> **Tarea asignada A**: Pasa a una tabla Markdown, con las columnas «N.º» y «Línea», todas las líneas de las entradas desde la que contiene "Segment short dark hair from the scene." hasta la que contiene "[101,324,198,443]", ambas incluidas. Numera cada fila y omite las líneas en blanco.
══ Texto mostrado ══
En la era de Internet las buenas historias siempre tienen lectores ávidos de recibirlas, pero por paradoja los canales para su difusión se vuelven cada vez más difíciles y escaso.

En la era de Internet las buenas historias siempre tienen lectores ávidos de recibirlas, pero por paradoja los canales para su difusión se vuelven cada vez más difíciles y escaso.
“Indagar, investigar, preguntar e informar son los grandes desafíos de siempre”, aseguraba Tomás Eloy Martínez en su extenso artículo “El periodismo vuelve a contar historias”, en el cual conservaba la esperanza de que el relato periodístico a profundidad sobreviviría a las comunicaciones inmediatas y por lo general superficiales de la actualidad.
El periodismo escrito cada vez procura parecerse más a las maneras informales del Facebook y el Twitter para tratar de cruzar a la otra orilla y salvarse de la crisis del papel, y a menudo olvida un principio elemental que otrora lo convirtiera en una práctica imprescindible en la sociedad: su facultad para contar historias.
 
El reportaje a profundidad y narrado al amparo de las mejores técnicas narrativas es hoy un raro ornitorrinco en la prensa costarricense y latinoamericana, la que procura parecerse más y más a los medios audiovisuales liderados por la red.
Aunque el país no ha tenido una larga tradición del reportaje literario al estilo del Nuevo Periodismo, que con Tom Wolfe, Gay Talese y Truman Capote, entre otros, el cual eclipsó a la prensa norteamericana en los años sesentas, hoy las posibilidades de toparse con una buena historia no es posible ni siquiera en los espacios dominicales.
═══
══ Datos de entrada ══
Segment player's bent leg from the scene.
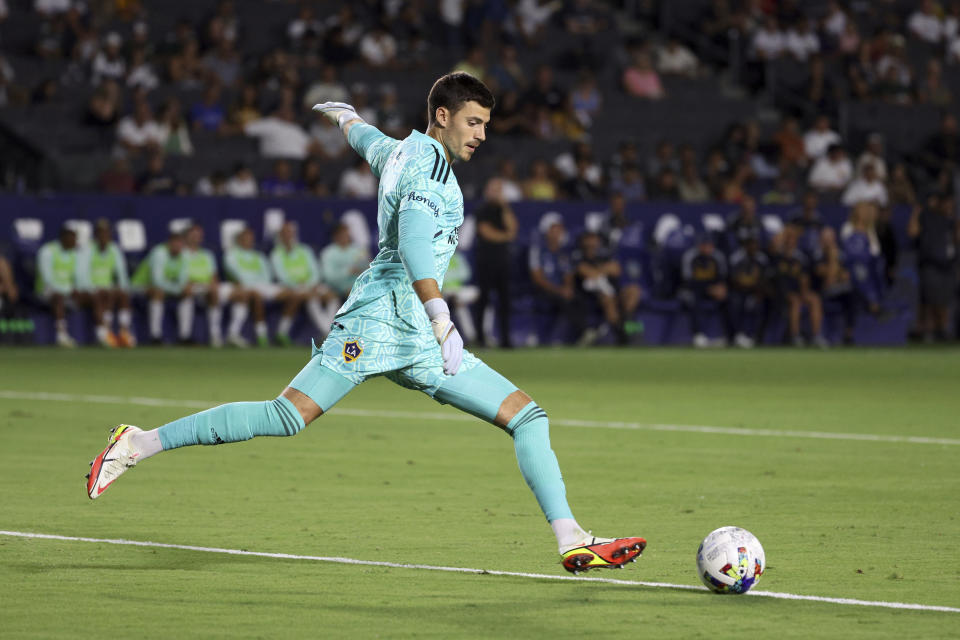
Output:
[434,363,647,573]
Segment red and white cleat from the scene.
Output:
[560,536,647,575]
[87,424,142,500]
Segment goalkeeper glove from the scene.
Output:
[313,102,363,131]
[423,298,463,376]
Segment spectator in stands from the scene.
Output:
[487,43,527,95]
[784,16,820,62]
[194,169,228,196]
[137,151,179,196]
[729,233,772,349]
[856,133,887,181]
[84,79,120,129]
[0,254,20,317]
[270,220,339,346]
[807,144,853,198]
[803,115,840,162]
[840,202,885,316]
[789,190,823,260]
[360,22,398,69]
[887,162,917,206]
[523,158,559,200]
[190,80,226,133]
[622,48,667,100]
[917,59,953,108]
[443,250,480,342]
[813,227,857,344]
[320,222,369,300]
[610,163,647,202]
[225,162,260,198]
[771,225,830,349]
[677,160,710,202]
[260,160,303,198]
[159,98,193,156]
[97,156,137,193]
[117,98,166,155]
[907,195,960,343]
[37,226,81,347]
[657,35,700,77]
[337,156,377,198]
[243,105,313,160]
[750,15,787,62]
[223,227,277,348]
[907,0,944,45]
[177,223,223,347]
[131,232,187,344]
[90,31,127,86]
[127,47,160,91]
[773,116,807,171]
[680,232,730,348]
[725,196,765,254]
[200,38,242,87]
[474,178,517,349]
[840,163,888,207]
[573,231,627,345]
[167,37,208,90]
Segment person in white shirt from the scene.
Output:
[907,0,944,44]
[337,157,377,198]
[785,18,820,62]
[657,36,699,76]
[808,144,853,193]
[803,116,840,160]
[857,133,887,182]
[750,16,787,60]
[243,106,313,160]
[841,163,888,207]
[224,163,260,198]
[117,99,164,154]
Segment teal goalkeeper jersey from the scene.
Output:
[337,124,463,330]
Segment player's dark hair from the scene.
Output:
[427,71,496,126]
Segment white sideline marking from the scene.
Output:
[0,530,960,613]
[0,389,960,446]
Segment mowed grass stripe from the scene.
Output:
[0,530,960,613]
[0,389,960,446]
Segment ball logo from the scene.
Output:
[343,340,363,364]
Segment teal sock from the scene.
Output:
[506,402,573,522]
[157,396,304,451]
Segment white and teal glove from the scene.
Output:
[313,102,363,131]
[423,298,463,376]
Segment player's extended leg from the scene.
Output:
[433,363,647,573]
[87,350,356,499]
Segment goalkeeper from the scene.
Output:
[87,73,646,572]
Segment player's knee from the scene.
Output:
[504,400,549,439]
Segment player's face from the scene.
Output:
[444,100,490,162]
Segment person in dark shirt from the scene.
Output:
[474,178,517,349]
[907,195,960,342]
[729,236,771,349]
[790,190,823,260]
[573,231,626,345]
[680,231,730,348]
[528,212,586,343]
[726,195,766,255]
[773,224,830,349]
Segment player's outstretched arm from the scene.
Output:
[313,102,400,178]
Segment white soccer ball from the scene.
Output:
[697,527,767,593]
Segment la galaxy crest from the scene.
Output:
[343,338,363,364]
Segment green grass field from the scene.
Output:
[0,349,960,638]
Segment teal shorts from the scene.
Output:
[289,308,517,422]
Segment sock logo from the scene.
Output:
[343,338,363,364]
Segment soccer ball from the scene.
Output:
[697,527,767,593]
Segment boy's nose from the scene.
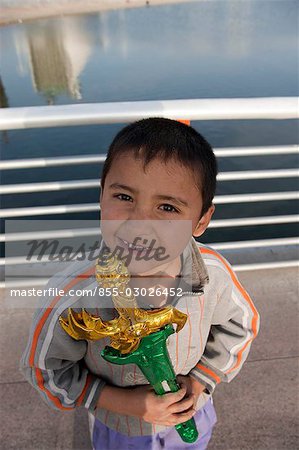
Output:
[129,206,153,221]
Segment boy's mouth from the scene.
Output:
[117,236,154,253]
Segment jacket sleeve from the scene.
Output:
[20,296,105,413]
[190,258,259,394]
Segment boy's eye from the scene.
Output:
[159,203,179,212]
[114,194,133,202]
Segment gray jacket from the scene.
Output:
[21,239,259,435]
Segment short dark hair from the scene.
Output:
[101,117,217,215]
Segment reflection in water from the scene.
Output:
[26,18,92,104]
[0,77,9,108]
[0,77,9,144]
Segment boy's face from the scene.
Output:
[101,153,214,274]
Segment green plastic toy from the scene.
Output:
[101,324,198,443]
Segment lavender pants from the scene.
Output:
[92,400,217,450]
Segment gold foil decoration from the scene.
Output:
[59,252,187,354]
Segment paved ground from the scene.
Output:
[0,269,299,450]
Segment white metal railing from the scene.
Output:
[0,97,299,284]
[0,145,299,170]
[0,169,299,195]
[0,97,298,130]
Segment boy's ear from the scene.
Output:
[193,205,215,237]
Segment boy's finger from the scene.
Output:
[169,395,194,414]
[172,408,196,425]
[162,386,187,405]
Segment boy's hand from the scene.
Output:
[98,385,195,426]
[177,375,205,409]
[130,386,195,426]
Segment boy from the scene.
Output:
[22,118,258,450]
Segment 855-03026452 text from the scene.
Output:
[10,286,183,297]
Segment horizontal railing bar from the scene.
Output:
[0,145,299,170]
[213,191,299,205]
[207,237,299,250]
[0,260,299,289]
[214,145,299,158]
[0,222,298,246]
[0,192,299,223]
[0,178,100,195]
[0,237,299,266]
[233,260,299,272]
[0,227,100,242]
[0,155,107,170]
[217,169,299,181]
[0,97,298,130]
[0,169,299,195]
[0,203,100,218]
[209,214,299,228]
═══
> **Tarea asignada B**: Reproduce sin cambios el texto completo sobre el reportaje periodístico.

> **Solución escrita A**:
| N.º | Línea |
|---|---|
| 1 | Segment short dark hair from the scene. |
| 2 | Output: |
| 3 | [101,117,217,215] |
| 4 | Segment reflection in water from the scene. |
| 5 | Output: |
| 6 | [26,18,92,104] |
| 7 | [0,77,9,108] |
| 8 | [0,77,9,144] |
| 9 | Segment boy's face from the scene. |
| 10 | Output: |
| 11 | [101,153,214,274] |
| 12 | Segment green plastic toy from the scene. |
| 13 | Output: |
| 14 | [101,324,198,443] |

> **Solución escrita B**:
En la era de Internet las buenas historias siempre tienen lectores ávidos de recibirlas, pero por paradoja los canales para su difusión se vuelven cada vez más difíciles y escaso.

En la era de Internet las buenas historias siempre tienen lectores ávidos de recibirlas, pero por paradoja los canales para su difusión se vuelven cada vez más difíciles y escaso.
“Indagar, investigar, preguntar e informar son los grandes desafíos de siempre”, aseguraba Tomás Eloy Martínez en su extenso artículo “El periodismo vuelve a contar historias”, en el cual conservaba la esperanza de que el relato periodístico a profundidad sobreviviría a las comunicaciones inmediatas y por lo general superficiales de la actualidad.
El periodismo escrito cada vez procura parecerse más a las maneras informales del Facebook y el Twitter para tratar de cruzar a la otra orilla y salvarse de la crisis del papel, y a menudo olvida un principio elemental que otrora lo convirtiera en una práctica imprescindible en la sociedad: su facultad para contar historias.
 
El reportaje a profundidad y narrado al amparo de las mejores técnicas narrativas es hoy un raro ornitorrinco en la prensa costarricense y latinoamericana, la que procura parecerse más y más a los medios audiovisuales liderados por la red.
Aunque el país no ha tenido una larga tradición del reportaje literario al estilo del Nuevo Periodismo, que con Tom Wolfe, Gay Talese y Truman Capote, entre otros, el cual eclipsó a la prensa norteamericana en los años sesentas, hoy las posibilidades de toparse con una buena historia no es posible ni siquiera en los espacios dominicales.